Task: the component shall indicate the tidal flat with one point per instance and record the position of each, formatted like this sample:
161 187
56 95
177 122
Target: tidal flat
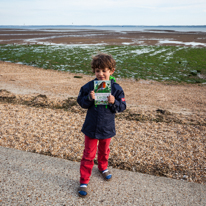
159 63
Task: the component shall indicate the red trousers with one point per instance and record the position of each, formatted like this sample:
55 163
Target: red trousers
89 154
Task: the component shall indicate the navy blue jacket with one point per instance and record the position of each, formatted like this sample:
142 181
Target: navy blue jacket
99 122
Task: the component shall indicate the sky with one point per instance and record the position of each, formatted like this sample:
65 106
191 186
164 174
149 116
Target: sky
103 12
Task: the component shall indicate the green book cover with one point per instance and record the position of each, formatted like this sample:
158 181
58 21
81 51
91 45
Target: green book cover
102 90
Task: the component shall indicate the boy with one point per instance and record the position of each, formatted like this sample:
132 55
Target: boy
99 123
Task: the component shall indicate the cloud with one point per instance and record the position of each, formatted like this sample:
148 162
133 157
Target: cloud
98 12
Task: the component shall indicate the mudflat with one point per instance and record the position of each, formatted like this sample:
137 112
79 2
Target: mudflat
104 37
162 132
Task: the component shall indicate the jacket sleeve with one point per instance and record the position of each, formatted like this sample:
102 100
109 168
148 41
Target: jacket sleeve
84 99
119 104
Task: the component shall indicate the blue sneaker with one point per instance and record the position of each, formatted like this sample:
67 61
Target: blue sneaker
106 174
82 190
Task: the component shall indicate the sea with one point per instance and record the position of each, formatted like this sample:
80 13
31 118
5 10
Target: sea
117 28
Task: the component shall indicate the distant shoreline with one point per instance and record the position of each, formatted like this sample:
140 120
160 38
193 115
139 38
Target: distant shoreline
176 28
77 35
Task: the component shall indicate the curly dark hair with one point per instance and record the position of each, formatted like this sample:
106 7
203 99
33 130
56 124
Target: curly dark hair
102 61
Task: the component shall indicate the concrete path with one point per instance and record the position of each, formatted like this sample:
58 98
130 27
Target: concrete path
34 179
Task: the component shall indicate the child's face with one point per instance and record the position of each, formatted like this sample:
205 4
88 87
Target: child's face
103 74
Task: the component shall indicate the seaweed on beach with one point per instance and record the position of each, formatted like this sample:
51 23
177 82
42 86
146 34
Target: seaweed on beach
159 63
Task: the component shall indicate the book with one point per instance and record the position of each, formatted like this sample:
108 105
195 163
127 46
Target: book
102 91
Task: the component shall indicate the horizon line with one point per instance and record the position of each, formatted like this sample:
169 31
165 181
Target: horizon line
100 25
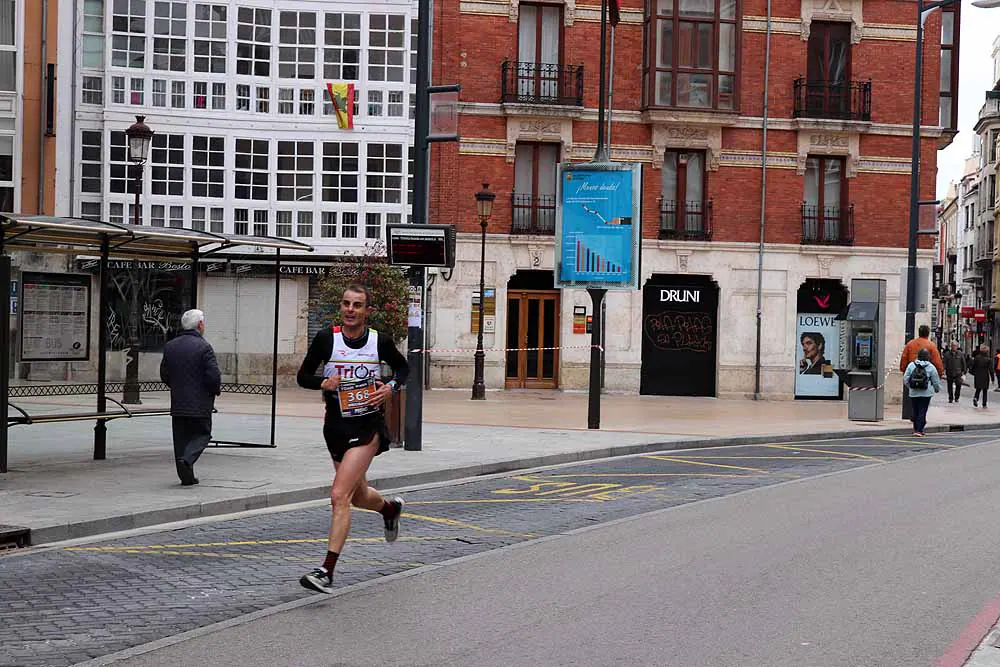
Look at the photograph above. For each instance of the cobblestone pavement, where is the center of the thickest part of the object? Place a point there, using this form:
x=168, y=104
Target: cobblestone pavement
● ● ● ●
TASK OBJECTIVE: Among the lines above, which ones include the word "pavement"? Copy them.

TASK OUTPUT:
Look at the photograph above. For each instance of the cobblestone pavement, where is the center of the thickest part of the object? Place a point there, using this form:
Target: cobblestone pavement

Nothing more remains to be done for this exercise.